■ **Exercise objective**
Reproduce the material below verbatim, beginning at its first line and ending after the line that contains "[(584, 1002)]", with both of those lines included.
.....
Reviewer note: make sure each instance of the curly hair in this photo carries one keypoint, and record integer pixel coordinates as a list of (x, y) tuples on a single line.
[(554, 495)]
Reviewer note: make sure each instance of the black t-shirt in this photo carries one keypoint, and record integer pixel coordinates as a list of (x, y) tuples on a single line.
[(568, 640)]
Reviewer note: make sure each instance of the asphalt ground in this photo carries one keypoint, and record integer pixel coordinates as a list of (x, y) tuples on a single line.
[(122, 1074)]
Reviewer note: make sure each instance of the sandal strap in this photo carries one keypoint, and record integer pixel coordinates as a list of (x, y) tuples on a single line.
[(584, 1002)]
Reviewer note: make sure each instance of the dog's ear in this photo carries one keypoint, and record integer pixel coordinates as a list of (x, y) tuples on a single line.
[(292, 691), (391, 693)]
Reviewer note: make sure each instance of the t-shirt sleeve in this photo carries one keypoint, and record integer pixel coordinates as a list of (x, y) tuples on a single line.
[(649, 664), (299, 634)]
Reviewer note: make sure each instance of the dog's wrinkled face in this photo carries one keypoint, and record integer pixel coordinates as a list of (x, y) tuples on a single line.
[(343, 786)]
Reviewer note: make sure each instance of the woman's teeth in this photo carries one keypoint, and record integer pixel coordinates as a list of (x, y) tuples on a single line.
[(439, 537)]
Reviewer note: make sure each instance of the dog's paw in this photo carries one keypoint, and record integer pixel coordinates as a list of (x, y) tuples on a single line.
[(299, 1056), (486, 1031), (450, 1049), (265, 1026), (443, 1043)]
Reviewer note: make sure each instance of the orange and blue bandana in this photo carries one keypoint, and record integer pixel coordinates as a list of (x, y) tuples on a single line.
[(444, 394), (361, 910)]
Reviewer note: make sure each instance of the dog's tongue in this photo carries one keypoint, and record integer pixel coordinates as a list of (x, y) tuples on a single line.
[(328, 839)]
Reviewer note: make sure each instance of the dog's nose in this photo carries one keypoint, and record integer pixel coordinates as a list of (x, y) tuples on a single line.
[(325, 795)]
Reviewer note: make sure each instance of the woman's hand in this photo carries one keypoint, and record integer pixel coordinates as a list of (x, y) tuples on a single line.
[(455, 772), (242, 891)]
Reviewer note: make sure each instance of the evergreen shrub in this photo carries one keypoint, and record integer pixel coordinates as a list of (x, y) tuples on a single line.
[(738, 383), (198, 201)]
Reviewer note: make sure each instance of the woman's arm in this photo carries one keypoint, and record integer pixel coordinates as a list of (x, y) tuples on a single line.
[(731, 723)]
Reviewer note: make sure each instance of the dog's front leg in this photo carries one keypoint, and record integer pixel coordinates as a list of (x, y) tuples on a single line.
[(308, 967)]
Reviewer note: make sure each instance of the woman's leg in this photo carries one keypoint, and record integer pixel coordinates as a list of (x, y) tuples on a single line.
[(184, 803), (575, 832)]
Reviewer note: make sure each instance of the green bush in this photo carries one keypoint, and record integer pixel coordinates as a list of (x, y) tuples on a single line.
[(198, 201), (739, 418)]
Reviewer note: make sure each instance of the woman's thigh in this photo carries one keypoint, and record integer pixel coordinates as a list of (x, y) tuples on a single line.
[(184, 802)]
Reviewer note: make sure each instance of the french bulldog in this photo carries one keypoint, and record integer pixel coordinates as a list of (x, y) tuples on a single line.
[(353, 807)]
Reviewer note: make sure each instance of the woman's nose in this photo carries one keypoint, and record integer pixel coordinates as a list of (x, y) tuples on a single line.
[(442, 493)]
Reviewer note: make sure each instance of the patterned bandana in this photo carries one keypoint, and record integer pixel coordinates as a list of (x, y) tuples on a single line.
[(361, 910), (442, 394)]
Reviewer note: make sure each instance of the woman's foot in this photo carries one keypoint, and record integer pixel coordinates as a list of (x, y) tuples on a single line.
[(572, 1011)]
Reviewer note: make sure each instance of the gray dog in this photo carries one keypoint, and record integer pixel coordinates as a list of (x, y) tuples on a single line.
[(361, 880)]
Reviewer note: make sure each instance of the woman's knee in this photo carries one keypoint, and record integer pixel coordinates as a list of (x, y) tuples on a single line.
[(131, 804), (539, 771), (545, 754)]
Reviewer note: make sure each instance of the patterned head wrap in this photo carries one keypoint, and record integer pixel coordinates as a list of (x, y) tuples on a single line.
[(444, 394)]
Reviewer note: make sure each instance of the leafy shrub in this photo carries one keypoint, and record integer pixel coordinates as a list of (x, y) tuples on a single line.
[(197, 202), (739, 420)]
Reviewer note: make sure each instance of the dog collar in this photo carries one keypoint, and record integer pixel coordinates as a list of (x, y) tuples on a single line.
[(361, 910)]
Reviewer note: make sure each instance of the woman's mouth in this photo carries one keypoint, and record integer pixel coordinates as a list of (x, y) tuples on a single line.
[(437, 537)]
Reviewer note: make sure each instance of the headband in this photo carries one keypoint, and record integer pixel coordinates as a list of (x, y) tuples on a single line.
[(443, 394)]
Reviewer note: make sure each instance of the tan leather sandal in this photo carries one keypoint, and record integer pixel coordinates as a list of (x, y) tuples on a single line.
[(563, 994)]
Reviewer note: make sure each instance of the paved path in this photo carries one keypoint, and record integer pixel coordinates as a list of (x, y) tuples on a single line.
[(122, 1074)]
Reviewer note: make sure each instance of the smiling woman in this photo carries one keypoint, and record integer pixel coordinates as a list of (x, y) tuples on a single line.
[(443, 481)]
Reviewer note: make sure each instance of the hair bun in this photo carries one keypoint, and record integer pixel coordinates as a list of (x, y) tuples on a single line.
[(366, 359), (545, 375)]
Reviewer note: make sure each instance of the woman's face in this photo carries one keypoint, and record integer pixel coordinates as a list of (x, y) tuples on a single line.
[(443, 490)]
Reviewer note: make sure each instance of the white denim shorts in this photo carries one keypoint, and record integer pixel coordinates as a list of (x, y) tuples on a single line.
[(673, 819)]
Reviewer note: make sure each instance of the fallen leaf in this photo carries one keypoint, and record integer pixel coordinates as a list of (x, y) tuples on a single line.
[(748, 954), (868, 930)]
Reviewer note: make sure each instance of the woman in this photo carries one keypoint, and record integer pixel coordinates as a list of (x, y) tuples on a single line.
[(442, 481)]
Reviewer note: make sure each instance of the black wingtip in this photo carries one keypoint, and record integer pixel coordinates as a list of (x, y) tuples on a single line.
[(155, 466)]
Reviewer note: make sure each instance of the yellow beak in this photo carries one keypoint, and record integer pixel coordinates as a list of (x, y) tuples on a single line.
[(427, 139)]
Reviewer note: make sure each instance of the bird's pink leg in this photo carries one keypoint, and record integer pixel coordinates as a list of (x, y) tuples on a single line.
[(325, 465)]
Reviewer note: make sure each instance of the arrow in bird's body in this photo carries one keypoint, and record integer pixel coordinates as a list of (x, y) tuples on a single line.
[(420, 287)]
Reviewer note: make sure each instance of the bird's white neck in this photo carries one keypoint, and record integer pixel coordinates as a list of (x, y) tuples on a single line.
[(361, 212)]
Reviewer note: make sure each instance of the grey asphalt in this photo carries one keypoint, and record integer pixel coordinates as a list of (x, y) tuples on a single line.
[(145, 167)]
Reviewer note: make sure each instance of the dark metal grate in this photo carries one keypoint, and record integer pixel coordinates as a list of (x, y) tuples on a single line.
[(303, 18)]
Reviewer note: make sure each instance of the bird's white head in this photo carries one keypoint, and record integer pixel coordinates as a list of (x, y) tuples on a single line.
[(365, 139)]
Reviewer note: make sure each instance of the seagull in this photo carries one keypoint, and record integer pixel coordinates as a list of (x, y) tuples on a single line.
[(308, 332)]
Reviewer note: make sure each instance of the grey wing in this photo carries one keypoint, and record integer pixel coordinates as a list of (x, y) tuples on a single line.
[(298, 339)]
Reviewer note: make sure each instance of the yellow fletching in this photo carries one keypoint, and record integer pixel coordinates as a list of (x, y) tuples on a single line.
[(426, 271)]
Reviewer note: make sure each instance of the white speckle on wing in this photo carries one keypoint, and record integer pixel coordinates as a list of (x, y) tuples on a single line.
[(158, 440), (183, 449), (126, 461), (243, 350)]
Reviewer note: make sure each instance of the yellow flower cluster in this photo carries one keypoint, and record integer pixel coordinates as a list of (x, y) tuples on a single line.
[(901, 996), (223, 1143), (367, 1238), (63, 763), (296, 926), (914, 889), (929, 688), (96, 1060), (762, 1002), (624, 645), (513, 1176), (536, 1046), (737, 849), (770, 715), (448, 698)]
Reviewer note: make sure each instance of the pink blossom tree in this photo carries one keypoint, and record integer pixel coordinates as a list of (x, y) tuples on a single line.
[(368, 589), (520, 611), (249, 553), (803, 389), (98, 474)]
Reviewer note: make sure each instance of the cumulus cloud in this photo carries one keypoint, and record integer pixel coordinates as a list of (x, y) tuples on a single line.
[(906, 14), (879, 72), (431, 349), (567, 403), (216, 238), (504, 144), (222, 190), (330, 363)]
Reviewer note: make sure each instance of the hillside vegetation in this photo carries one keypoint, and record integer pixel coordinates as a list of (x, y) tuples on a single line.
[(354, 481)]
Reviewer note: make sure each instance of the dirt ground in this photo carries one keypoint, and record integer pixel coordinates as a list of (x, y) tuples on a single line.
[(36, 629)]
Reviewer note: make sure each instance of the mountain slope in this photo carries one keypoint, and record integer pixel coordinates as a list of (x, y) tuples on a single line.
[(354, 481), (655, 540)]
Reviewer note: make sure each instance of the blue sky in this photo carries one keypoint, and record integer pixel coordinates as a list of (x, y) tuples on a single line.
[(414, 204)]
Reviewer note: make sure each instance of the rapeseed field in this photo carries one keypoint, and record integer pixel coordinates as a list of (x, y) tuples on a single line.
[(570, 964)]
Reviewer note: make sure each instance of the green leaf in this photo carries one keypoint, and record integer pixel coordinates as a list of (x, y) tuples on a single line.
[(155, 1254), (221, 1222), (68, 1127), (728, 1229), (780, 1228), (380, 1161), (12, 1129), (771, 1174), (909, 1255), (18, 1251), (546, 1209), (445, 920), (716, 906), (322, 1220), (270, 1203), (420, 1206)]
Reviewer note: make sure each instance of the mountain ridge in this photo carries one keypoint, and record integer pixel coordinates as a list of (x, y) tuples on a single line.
.....
■ **Reply to the task**
Reviewer note: make sure each instance of the curly hair in this photo carries one keypoint, and record integer pixel coordinates as a list of (x, y) tuples on a single line.
[(554, 495)]
Reviewer note: make sure each instance of the black t-shirt in this photo carries one keypoint, and record integer pixel coordinates as a list of (x, y) tuples on a single line.
[(568, 640)]
Reviewer note: make sure each instance of the asphalt ground in this photo carries one keypoint, and record integer pixel coordinates as a list of (x, y) tuples on a single line.
[(122, 1074)]
Reviewer note: make sure each instance of the sandal strap in this photo carries one keypoint, and record integer pixel coordinates as a list of (x, y) tuples on a single line.
[(584, 1002)]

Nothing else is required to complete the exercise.